**Document excerpt:**
########################################
The climate change legislation that the Senate is scheduled to begin debating in June would dramatically cut domestic greenhouse gas (GHG) emissions, but it could impact the economy and drive up the price of natural gas, according to an extensive review by the Energy Information Administration (EIA).

SB 2191, the Lieberman-Warner Climate Security Act of 2007, was introduced last year by Sens. Joseph Lieberman (I-CT) and John Warner (R-VA), and it cleared a Senate panel with few changes (see NGI, Dec. 10, 2007; Oct. 22, 2007). EIA Wednesday issued an energy market and economic impact report on the bill, responding to a request from the senators for an analysis (see NGI, March 24).

According to the federal analysis, the projected costs by 2030 from the bill per U.S. household would increase by around $76 a year to nearly 10 times that amount, $723/year. The amount of the cost increase would depend on how successful the United States is in replacing “significant” amounts of energy production from coal and oil to alternatives that include new nuclear and renewable facilities, as well as fossil fuel plants equipped with carbon capture and sequestration (CCS), EIA stated.
########################################
**Data for processing:**
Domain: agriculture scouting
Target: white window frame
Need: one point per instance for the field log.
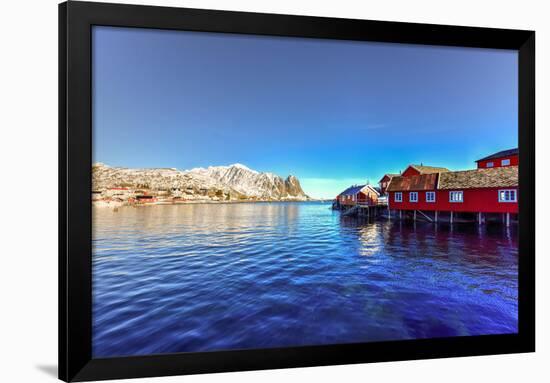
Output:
(513, 192)
(428, 199)
(458, 192)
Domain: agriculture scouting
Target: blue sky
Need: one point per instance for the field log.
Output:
(333, 113)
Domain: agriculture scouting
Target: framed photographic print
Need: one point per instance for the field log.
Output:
(246, 191)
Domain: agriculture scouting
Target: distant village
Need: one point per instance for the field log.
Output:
(488, 193)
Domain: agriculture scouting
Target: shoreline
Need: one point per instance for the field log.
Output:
(117, 204)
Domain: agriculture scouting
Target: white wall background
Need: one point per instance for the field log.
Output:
(28, 192)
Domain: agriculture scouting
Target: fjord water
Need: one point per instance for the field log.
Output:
(205, 277)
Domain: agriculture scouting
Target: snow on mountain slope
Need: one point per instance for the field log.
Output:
(231, 182)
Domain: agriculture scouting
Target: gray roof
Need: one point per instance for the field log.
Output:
(480, 178)
(352, 190)
(503, 153)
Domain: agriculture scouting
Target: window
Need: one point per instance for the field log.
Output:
(398, 197)
(456, 197)
(430, 196)
(509, 195)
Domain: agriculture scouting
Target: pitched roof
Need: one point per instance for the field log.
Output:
(390, 175)
(503, 153)
(352, 190)
(429, 169)
(419, 182)
(480, 178)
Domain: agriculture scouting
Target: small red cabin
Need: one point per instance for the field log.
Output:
(385, 181)
(359, 194)
(503, 158)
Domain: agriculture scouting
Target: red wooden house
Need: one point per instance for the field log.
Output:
(487, 190)
(358, 194)
(385, 181)
(504, 158)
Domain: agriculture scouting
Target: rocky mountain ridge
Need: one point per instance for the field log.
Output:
(221, 183)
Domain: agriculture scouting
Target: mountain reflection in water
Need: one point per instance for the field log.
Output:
(204, 277)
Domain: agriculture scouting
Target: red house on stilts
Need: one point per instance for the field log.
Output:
(434, 194)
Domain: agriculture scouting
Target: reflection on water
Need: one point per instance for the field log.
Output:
(230, 276)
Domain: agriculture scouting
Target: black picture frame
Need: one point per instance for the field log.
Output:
(75, 159)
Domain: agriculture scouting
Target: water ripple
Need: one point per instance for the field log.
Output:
(214, 277)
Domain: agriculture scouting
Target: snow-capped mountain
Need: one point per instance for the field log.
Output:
(233, 182)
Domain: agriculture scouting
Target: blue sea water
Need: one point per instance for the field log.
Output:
(205, 277)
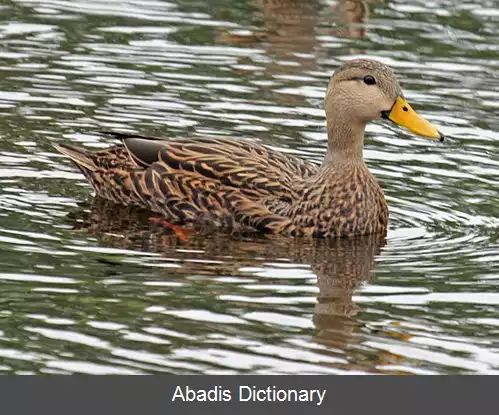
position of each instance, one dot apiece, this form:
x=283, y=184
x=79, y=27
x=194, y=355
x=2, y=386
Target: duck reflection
x=341, y=265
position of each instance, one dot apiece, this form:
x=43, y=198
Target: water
x=88, y=287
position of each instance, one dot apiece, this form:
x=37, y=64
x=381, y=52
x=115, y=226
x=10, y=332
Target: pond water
x=89, y=287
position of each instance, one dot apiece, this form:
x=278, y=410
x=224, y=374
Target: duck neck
x=345, y=140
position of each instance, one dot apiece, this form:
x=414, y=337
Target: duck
x=241, y=185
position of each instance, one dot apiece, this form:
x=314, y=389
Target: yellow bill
x=403, y=115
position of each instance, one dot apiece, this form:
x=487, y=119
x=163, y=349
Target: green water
x=88, y=287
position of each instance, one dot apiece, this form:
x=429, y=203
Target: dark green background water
x=90, y=288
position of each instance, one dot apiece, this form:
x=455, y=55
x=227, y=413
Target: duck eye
x=369, y=80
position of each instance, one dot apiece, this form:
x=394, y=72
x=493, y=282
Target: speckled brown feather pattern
x=242, y=185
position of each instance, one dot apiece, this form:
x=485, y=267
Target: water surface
x=88, y=287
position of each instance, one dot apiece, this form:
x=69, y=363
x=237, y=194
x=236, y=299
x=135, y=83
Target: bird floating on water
x=245, y=186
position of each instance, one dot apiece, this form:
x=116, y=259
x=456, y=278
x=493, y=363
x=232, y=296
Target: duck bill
x=403, y=115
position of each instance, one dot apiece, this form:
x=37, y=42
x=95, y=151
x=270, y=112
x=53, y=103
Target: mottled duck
x=241, y=185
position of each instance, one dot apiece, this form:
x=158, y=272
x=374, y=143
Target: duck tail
x=81, y=157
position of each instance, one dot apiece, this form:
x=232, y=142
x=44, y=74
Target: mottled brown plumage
x=237, y=184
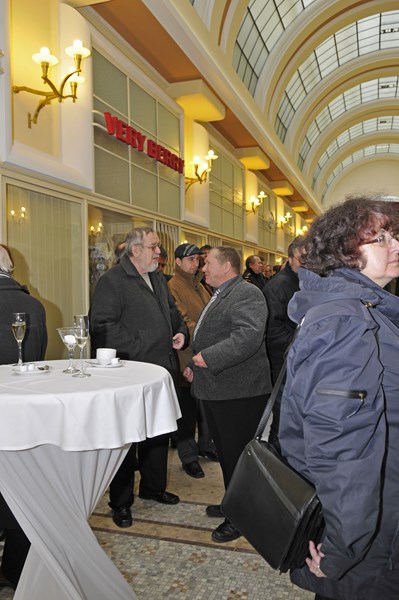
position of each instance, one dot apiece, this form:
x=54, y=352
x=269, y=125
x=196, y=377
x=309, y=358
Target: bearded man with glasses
x=133, y=311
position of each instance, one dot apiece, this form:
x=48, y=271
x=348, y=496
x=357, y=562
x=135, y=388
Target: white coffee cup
x=105, y=355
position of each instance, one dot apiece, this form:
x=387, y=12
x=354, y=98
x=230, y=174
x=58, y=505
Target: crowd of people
x=224, y=336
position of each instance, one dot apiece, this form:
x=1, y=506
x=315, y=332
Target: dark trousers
x=192, y=415
x=232, y=424
x=152, y=456
x=16, y=545
x=186, y=445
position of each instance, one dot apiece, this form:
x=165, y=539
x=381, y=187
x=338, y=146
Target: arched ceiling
x=296, y=77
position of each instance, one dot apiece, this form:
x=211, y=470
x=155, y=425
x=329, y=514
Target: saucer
x=94, y=363
x=35, y=371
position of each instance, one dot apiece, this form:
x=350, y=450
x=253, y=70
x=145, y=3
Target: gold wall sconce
x=284, y=220
x=18, y=214
x=302, y=231
x=206, y=167
x=254, y=202
x=47, y=60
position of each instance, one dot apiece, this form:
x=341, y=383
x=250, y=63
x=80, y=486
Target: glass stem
x=81, y=361
x=20, y=354
x=70, y=350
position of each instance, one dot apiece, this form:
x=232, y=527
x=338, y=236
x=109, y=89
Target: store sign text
x=127, y=134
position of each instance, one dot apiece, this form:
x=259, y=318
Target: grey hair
x=136, y=237
x=6, y=262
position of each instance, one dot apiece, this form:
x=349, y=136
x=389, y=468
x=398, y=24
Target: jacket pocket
x=359, y=395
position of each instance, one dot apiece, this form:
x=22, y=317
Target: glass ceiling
x=374, y=33
x=262, y=26
x=364, y=152
x=376, y=89
x=364, y=128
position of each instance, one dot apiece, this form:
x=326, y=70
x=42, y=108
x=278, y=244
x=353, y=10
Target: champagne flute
x=81, y=328
x=67, y=334
x=19, y=329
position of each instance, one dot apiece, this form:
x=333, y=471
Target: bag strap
x=269, y=406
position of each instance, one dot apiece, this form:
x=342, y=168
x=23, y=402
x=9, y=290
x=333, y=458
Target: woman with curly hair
x=339, y=422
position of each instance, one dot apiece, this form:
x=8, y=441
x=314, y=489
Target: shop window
x=44, y=234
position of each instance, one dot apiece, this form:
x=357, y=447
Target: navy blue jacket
x=340, y=428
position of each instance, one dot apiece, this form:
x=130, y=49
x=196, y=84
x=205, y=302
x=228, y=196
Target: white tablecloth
x=107, y=410
x=61, y=441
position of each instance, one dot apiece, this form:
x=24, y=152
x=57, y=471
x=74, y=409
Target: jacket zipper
x=355, y=394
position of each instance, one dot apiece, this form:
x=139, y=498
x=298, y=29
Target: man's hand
x=188, y=374
x=199, y=361
x=178, y=341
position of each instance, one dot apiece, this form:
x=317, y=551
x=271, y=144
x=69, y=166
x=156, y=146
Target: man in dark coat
x=278, y=291
x=229, y=370
x=15, y=298
x=254, y=271
x=133, y=312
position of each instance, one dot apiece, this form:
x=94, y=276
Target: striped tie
x=202, y=315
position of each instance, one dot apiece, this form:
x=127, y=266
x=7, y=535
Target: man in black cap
x=190, y=298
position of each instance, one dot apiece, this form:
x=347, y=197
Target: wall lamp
x=206, y=167
x=255, y=201
x=96, y=230
x=47, y=60
x=302, y=231
x=285, y=219
x=20, y=215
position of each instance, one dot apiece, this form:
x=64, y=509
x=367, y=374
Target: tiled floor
x=168, y=552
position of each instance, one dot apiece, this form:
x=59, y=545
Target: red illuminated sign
x=127, y=134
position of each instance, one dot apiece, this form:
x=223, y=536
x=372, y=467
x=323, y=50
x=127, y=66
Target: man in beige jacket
x=190, y=298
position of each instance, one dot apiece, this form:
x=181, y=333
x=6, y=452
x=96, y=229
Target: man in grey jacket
x=133, y=312
x=229, y=370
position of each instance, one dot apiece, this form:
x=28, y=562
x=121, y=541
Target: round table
x=62, y=439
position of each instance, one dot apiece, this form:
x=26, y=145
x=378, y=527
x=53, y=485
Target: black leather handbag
x=274, y=507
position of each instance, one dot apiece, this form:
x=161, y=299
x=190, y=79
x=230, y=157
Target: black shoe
x=162, y=497
x=122, y=517
x=4, y=582
x=226, y=532
x=194, y=470
x=214, y=510
x=210, y=456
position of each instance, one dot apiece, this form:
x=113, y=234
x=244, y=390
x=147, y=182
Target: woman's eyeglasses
x=384, y=240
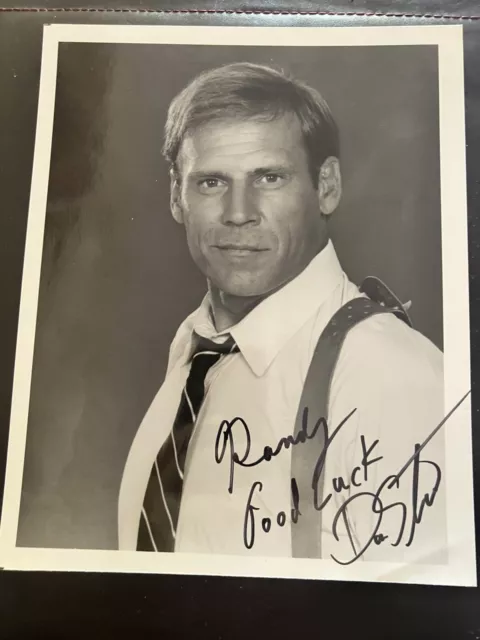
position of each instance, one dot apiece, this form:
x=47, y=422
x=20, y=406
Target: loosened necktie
x=161, y=505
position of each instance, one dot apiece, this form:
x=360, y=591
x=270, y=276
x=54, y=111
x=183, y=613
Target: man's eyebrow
x=259, y=171
x=278, y=168
x=195, y=175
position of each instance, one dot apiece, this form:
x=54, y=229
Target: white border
x=461, y=568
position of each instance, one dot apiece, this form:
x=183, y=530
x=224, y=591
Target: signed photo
x=243, y=342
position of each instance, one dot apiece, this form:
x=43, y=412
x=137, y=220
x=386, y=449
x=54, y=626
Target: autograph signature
x=225, y=445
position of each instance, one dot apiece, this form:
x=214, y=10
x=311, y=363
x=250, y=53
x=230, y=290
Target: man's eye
x=271, y=179
x=209, y=184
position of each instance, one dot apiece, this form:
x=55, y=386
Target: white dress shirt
x=391, y=374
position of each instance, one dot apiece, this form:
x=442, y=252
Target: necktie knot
x=162, y=499
x=206, y=346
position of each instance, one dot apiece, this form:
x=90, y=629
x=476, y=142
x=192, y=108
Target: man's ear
x=175, y=196
x=329, y=185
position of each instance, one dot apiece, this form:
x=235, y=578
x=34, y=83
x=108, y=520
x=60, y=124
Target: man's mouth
x=240, y=248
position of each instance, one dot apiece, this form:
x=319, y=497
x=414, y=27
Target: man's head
x=254, y=170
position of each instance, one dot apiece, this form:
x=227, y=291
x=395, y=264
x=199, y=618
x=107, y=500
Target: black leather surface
x=63, y=605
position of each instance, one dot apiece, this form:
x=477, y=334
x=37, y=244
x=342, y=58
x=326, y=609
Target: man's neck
x=228, y=310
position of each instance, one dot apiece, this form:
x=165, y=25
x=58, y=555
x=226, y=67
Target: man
x=217, y=462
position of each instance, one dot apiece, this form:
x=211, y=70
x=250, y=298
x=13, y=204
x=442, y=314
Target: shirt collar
x=268, y=327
########################################
**Work instructions:**
1. Extract every line of the entries that contains the word "window".
2. Proceed with the article on the Lieberman-Warner climate bill, picking up after its final sentence.
The entries bear no relation to the text.

**Per-task outputs:**
1.
Target: white window frame
Target: window
Target: shop window

2.
The enacted legislation also would lead to a rapid build-up in wind and solar energy capacity, which could provide a financial incentive for energy companies to deploy CCS technologies, EIA found.

However, if more alternative energy plants were not built, EIA warned that electricity generators likely would build more natural gas plants to offset reductions in coal-fired generation. More gas plants in turn likely would result “in markedly higher delivered prices of natural gas.”

The bill would raise electricity costs by 5-27% by 2020 and 11-64% by 2030, according to EIA’s analysis. Projected real U.S. gross domestic product (GDP) would be reduced as real economic output, purchasing power and aggregate demand for goods and services fell in response to the higher energy prices, EIA noted. And total discounted GDP losses beginning in 2009 through 2030 would range from $444 billion to $1.308 trillion under the base case analysis.

In addition, manufacturing and other industrial activity could feel a bigger impact from the legislation than the general U.S. economy, EIA noted. Excluding service costs, industrial shipments by 2030 could fall as much as $233-589 billion if the bill is enacted, the analysis found.

However, EIA’s review found that without the legislation, the economic impact would be the same, said Lieberman and Warner in a joint statement. The cost to U.S. businesses of tradable allowances to emit GHG was below the amount projected in March by the U.S. Environmental Protection Agency, they said.

“Two separate government analyses have now come to the same conclusion,” said Lieberman. “Our bill curbs global warming without harming the U.S. economy.”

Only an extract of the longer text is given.